## Selected excerpt
--- START ---

VolSync Backup & Restore
VolSync provides automated PVC backup and restore using Kopia. All backup configuration is templated via shared Kustomize components.
Architecture
ReplicationSource (per app)
└── VolSync operator → Kopia mover pod → S3 backup repository
ReplicationDestination (per app)
└── VolSync operator → Kopia mover pod → restores to new PVC
Credentials (S3 endpoint, bucket, keys) are synced from 1Password via ExternalSecret in kubernetes/components/volsync/externalsecret.yaml.

--- END ---

## Extracted records

--- START ---

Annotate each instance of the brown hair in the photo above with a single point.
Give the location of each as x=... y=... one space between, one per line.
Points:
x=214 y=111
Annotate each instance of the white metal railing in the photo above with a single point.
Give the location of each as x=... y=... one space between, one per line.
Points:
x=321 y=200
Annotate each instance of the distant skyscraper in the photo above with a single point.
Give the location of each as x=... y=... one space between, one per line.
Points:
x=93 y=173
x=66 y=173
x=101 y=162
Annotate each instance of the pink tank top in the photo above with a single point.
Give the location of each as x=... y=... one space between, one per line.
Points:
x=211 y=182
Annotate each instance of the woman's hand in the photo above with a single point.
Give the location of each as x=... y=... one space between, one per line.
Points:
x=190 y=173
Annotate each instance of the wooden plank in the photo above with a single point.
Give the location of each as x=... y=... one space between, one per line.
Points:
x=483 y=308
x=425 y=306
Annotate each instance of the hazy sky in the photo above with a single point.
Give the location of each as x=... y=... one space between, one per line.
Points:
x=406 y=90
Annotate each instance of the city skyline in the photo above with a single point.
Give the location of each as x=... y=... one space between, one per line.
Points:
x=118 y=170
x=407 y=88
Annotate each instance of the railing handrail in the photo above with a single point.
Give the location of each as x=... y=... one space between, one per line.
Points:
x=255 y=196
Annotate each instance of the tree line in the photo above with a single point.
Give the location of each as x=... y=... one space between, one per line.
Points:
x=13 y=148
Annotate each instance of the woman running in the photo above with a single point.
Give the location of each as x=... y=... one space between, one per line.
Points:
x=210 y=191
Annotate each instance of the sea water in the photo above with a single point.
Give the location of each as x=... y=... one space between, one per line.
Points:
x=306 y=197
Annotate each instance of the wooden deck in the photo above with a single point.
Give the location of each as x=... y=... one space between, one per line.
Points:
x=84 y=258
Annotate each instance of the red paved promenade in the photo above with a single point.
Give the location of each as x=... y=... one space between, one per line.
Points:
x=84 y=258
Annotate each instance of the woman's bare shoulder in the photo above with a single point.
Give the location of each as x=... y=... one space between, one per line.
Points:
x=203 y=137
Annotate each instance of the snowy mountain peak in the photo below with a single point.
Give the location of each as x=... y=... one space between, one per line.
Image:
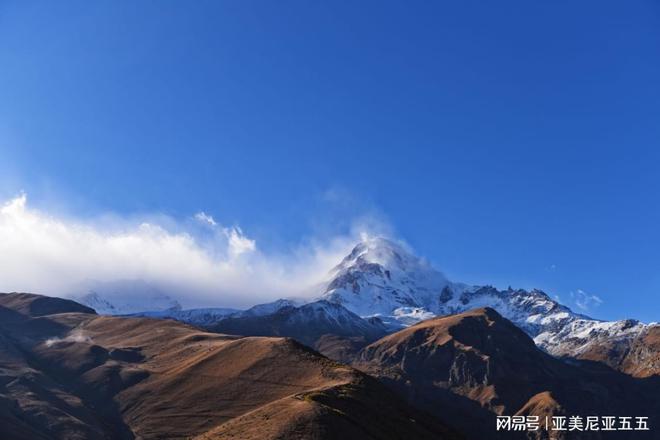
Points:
x=379 y=276
x=382 y=278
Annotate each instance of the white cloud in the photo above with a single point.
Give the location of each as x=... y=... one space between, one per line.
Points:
x=585 y=301
x=51 y=255
x=238 y=242
x=205 y=218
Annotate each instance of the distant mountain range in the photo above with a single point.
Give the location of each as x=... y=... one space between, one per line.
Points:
x=381 y=286
x=68 y=373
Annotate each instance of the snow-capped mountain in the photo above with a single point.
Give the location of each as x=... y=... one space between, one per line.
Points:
x=124 y=297
x=382 y=278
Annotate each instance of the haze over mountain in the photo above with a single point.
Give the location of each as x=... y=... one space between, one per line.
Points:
x=67 y=373
x=383 y=280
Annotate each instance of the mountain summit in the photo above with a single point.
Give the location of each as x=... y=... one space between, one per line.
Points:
x=383 y=278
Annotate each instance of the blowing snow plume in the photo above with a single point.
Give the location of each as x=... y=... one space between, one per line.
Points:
x=207 y=264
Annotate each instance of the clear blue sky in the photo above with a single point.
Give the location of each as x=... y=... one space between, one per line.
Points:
x=516 y=142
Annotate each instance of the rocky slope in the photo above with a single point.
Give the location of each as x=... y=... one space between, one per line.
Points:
x=320 y=325
x=470 y=367
x=382 y=278
x=67 y=373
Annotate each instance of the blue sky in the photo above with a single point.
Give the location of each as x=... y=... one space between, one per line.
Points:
x=508 y=142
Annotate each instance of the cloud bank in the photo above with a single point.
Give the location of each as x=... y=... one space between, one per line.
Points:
x=205 y=264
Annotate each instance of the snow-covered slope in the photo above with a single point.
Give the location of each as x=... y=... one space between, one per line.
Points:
x=124 y=297
x=382 y=278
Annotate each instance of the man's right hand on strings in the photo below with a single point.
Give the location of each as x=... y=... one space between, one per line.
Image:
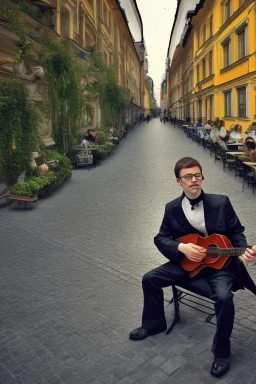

--- END ---

## Requirements
Can you carry on the VolSync backup and restore write-up above, starting right after its last sentence?

## Task answer
Shared Components
Located in kubernetes/components/volsync/. Apps include them via:
# app/kustomization.yaml
components:
- ../../../components/volsync
| File | Purpose |
|---|---|
pvc.yaml | PVC definition |
replicationsource.yaml | Backup schedule + Kopia config |
replicationdestination.yaml | Restore destination |
externalsecret.yaml | S3 credentials from 1Password |
Key Settings
fsGroupChangePolicy: OnRootMismatch— prevents recursive chown on every backup. Critical for apps with large filesystems (e.g. Jellyfin with 21k+ trickplay files — without this, backups take 1 hour+ just on chown).moverAffinitypodAntiAffinity — spreads mover pods across nodes. Without this, all backup jobs land on a single node causing concurrent RBD mount storms and CSI failures.
Note: the descheduler cannot help here — it excludes Job-owned pods from eviction. Anti-affinity must be set at scheduling time.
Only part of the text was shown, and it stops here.